TASKS TO CARRY OUT:
1. Decide whether each statement agrees with the diseasome description below. For each, answer yes or no and quote the words of the description that settle it.
(a) The disorder classification is based on the physiological system the disorder affects.
(b) In the HDN, two disorders are linked only if they share at least three genes.
(c) The script's resulting networks are in Pajek-based format.
2. Answer these questions from the diseasome description below.
(a) What file does the script take as its input?
(b) What do the nodes represent in the DGN?
(c) Into how many primary disorder classes are diseases classified?
3. Carry on the diseasome description below from the point where it stops.

[[ READING PASSAGE open ]]

The script takes as its input the OMIM morbid map, a field-delimited file of OMIM's synopsis of the human gene map (see http://www.omim.org/downloads) and disease classification into 22 primary disorder classes (see Barabasi paper on the human disease network, PNAS 2007, SI Table 1). The classification is based on the physiological system affected by the disorder. The result consists of three networks in Pajek-based format:
A) diseasome bipartite network,
and two biologically relevant network projections:
B) human disease network (HDN), C) disease gene network (DGN).
In the HDN nodes represent disorders and two disorders are connected if they share at least one gene in which mutations are associated with both disorders.
In the DGN nodes represent disease genes and two genes are connected if they are associated with the same disorder. The association of gene with the disorder is supported by various evidence: (1) confirmed association with unknown underlying effect, (2) linkage, (3) confirmed molecular basis with found mutation in the genes, (4) a contiguous gene deletion or duplication syndrome, multiple genes are deleted or duplicated causing the phenotype.

[[ READING PASSAGE closed ]]
[[ SOURCE INFORMATION open ]]

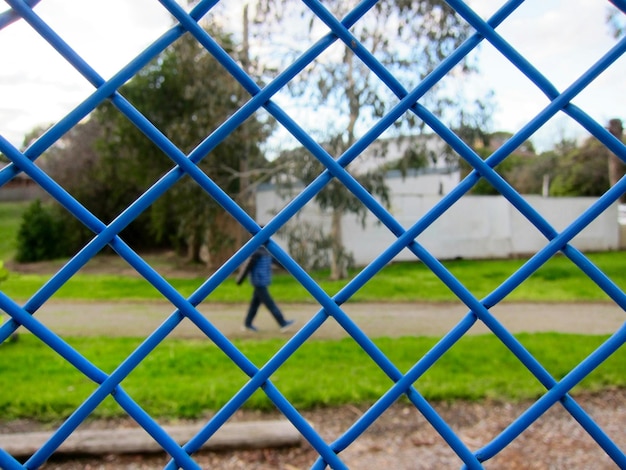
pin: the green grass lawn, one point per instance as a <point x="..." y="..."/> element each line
<point x="559" y="281"/>
<point x="187" y="379"/>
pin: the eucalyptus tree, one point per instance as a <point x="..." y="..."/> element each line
<point x="186" y="94"/>
<point x="409" y="38"/>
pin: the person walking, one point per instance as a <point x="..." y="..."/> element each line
<point x="260" y="270"/>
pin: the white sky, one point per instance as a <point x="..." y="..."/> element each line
<point x="561" y="38"/>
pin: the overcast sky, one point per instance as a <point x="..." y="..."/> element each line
<point x="561" y="38"/>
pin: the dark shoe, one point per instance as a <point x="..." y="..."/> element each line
<point x="287" y="325"/>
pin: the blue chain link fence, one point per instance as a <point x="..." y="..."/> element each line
<point x="260" y="378"/>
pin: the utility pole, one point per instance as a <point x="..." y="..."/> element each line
<point x="246" y="197"/>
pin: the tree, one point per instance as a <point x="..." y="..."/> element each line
<point x="582" y="171"/>
<point x="616" y="166"/>
<point x="186" y="93"/>
<point x="408" y="38"/>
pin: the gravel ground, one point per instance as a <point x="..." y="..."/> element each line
<point x="402" y="439"/>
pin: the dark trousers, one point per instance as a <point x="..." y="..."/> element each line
<point x="260" y="296"/>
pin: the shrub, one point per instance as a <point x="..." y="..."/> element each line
<point x="41" y="235"/>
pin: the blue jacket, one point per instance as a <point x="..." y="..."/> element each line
<point x="261" y="271"/>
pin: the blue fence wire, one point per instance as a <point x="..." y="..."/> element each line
<point x="478" y="310"/>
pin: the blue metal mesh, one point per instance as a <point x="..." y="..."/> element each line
<point x="330" y="307"/>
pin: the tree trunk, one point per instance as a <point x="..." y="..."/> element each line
<point x="616" y="166"/>
<point x="338" y="268"/>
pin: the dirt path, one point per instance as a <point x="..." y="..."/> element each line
<point x="375" y="319"/>
<point x="401" y="438"/>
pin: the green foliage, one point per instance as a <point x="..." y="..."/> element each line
<point x="476" y="368"/>
<point x="41" y="235"/>
<point x="10" y="219"/>
<point x="582" y="171"/>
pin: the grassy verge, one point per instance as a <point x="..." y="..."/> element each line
<point x="477" y="367"/>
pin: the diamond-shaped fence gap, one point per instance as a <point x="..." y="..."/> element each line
<point x="473" y="372"/>
<point x="198" y="366"/>
<point x="86" y="27"/>
<point x="542" y="281"/>
<point x="48" y="373"/>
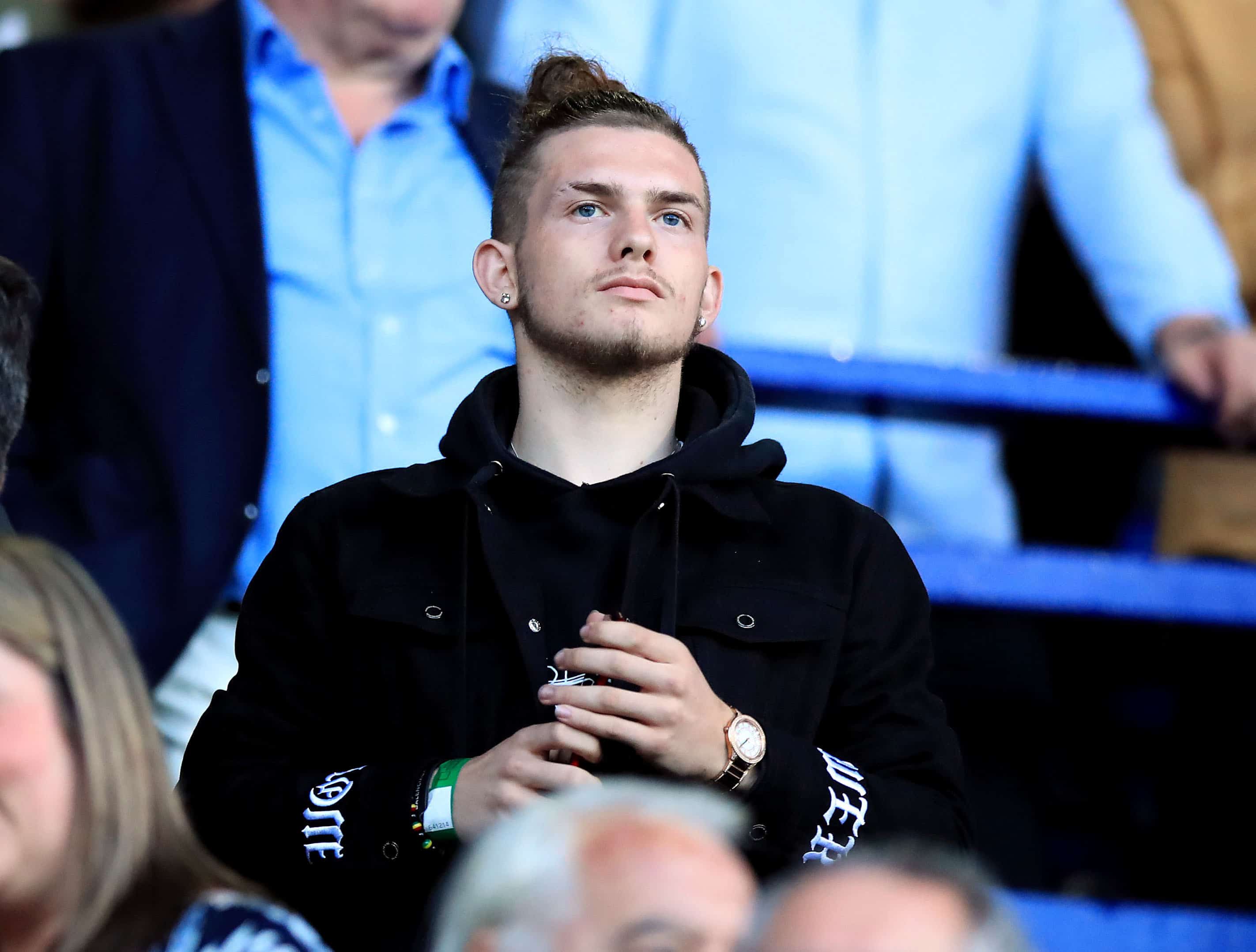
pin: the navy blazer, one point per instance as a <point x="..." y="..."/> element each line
<point x="128" y="191"/>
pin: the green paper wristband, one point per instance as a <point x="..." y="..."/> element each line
<point x="439" y="812"/>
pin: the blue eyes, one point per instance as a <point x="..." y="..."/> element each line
<point x="589" y="211"/>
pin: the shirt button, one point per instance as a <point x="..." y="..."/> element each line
<point x="842" y="350"/>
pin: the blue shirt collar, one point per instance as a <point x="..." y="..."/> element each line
<point x="268" y="48"/>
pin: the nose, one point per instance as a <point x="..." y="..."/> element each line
<point x="635" y="239"/>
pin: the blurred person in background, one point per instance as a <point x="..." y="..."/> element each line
<point x="96" y="853"/>
<point x="18" y="302"/>
<point x="420" y="642"/>
<point x="901" y="899"/>
<point x="615" y="868"/>
<point x="249" y="228"/>
<point x="879" y="181"/>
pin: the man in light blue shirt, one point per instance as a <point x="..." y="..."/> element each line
<point x="371" y="203"/>
<point x="879" y="152"/>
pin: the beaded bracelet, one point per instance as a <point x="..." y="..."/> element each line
<point x="416" y="808"/>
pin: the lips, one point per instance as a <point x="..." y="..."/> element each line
<point x="634" y="288"/>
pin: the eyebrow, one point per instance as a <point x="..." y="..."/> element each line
<point x="655" y="196"/>
<point x="635" y="931"/>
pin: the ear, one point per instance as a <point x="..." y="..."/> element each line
<point x="482" y="941"/>
<point x="713" y="297"/>
<point x="494" y="268"/>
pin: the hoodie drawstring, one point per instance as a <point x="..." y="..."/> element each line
<point x="463" y="725"/>
<point x="644" y="548"/>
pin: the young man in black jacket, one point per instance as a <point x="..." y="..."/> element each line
<point x="597" y="578"/>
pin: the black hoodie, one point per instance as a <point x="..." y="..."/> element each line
<point x="409" y="617"/>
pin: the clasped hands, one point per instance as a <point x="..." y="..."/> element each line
<point x="675" y="721"/>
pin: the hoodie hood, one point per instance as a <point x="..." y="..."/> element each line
<point x="715" y="416"/>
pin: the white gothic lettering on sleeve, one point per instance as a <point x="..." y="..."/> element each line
<point x="824" y="846"/>
<point x="323" y="827"/>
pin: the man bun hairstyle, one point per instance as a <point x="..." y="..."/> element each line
<point x="568" y="92"/>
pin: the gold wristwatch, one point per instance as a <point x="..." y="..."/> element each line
<point x="748" y="744"/>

[[ SOURCE INFORMATION closed ]]

ANSWERS FOR THE TASKS:
1.
(a) Yes: "The classification is based on the physiological system affected by the disorder."
(b) No: "two disorders are connected if they share at least one gene in which mutations are associated with both disorders."
(c) Yes: "The result consists of three networks in Pajek-based format"

2.
(a) The OMIM morbid map, a field-delimited file of OMIM's synopsis of the human gene map.
(b) Disease genes.
(c) 22.

3.
The most complete and best-curated list of known disorder-gene associations is maintained by the Morbid Map (MM) of the Online Mendelian Inheritance in Man (OMIM). Each entry of the MM is composed of four fields, the name of the disorder, the associated gene symbols, its corresponding OMIM ID, and the chromosomal location.
The script saves information on vertices into .net files, and disease class assignment into .clu file.
- OMIM (http://www.omim.org/downloads),
- The human disease network (Goh et al., PNAS 2007).
Script requires Python-levenshtein module (see https://pypi.python.org/pypi/python-Levenshtein) for fast computation of string similarities. This is a C extension module. If it is not available user can use a slower Python implementation contained in script (_levenshtein).